What you will do: Count the lines of the entries below that contain the string "sofa", with case counting, and give only the number.

-- Material for this task start --

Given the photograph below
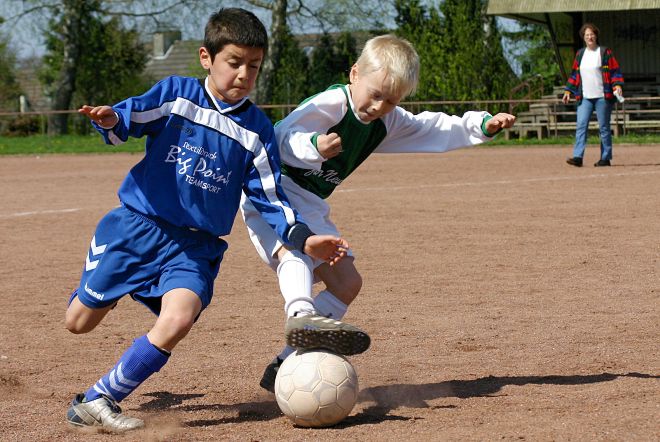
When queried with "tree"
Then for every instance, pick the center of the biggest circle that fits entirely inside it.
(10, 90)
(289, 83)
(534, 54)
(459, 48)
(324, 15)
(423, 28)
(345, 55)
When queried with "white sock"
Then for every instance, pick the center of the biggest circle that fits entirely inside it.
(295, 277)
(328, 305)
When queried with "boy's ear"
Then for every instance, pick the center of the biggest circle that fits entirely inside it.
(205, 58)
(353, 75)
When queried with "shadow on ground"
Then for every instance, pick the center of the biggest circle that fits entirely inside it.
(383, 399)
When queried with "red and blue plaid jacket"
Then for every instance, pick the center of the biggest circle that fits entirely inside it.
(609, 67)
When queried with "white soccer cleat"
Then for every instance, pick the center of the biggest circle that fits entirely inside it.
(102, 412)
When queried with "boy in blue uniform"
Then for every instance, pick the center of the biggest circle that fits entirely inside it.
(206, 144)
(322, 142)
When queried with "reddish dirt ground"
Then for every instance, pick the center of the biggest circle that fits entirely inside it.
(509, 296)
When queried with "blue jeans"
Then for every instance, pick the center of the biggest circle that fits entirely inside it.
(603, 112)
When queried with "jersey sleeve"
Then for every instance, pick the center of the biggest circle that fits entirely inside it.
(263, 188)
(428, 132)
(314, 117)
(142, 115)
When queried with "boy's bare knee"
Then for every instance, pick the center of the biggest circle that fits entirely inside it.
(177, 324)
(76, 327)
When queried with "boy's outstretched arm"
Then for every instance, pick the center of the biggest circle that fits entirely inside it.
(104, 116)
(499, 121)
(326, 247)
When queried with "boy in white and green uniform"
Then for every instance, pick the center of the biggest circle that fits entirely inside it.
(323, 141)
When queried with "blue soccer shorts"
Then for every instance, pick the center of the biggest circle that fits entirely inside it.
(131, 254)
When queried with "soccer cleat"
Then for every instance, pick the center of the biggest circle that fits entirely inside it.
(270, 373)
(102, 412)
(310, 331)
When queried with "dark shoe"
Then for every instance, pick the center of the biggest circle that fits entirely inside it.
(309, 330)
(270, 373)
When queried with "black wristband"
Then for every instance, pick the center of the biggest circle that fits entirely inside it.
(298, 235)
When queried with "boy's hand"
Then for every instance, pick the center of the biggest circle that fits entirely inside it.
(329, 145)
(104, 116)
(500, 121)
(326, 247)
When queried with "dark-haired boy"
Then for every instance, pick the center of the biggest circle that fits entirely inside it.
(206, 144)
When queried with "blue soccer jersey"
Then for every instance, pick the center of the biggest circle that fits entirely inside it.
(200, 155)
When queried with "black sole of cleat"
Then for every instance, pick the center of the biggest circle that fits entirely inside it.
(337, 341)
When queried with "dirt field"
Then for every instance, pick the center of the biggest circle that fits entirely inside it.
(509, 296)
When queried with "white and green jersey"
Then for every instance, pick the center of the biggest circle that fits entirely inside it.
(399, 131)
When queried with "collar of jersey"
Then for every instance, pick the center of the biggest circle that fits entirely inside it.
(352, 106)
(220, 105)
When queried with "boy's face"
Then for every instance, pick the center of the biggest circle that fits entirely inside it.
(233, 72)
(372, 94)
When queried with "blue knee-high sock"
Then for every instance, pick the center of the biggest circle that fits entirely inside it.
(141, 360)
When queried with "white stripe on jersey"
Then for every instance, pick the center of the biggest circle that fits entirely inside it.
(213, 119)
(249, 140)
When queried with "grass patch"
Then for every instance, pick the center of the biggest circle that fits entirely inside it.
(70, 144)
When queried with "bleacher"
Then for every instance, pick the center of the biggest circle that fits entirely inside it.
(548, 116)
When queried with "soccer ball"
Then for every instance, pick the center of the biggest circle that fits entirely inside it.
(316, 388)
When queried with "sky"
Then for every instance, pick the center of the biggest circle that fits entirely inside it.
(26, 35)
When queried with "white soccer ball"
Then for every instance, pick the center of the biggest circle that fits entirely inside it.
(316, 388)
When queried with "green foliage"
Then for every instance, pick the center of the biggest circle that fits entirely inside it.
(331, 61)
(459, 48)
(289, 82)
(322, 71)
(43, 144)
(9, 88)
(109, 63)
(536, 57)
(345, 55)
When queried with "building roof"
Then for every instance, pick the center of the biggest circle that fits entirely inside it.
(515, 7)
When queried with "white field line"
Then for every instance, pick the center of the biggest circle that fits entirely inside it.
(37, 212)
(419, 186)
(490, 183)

-- Material for this task end --
-- Material for this task start --

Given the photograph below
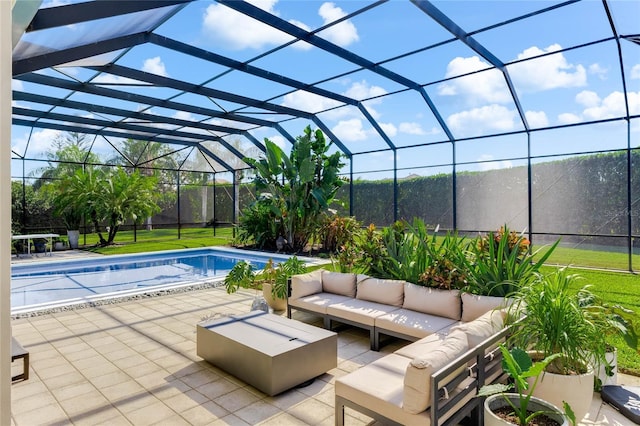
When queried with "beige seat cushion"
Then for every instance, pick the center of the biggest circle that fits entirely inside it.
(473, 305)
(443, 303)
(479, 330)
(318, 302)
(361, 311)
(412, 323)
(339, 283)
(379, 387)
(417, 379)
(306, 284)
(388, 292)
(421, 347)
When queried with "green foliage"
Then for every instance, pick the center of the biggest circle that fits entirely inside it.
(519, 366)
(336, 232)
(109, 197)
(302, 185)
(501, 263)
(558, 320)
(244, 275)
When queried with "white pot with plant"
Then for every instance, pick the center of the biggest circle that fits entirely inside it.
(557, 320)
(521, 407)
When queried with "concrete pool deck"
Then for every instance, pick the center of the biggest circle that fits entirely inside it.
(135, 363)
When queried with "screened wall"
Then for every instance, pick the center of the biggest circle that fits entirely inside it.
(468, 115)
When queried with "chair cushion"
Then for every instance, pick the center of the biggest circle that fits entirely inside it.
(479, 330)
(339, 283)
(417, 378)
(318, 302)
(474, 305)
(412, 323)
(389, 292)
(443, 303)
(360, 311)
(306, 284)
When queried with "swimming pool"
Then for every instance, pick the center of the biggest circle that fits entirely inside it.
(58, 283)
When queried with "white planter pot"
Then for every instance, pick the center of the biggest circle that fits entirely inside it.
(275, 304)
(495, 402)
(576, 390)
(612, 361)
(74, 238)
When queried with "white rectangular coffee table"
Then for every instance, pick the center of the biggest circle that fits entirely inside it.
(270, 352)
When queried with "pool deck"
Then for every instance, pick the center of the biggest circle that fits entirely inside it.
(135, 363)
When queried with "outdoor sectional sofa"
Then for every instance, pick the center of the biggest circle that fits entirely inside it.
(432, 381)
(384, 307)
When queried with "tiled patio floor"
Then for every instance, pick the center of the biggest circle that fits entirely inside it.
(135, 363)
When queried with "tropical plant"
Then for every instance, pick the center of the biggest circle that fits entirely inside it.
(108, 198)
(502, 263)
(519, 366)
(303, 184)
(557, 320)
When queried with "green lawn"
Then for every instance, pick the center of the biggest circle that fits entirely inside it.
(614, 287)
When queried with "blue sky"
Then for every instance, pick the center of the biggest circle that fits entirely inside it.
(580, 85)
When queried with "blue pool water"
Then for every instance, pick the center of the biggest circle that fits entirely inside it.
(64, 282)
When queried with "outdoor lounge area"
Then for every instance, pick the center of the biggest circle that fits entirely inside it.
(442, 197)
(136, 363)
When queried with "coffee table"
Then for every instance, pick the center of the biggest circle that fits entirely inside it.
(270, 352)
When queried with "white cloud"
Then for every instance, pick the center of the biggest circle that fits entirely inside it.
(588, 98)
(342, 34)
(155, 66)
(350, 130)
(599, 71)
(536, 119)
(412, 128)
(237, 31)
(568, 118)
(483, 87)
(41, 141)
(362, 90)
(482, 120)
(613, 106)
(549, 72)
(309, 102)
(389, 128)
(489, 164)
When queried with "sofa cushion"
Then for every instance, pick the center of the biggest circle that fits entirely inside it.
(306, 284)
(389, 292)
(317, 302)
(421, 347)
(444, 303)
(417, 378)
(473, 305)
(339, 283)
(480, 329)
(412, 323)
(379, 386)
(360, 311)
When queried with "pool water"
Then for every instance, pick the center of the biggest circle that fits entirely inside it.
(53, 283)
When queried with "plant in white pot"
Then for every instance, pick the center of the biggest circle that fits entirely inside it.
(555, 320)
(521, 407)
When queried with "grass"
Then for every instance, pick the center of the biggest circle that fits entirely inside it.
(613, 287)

-- Material for this task end --

Task output: 2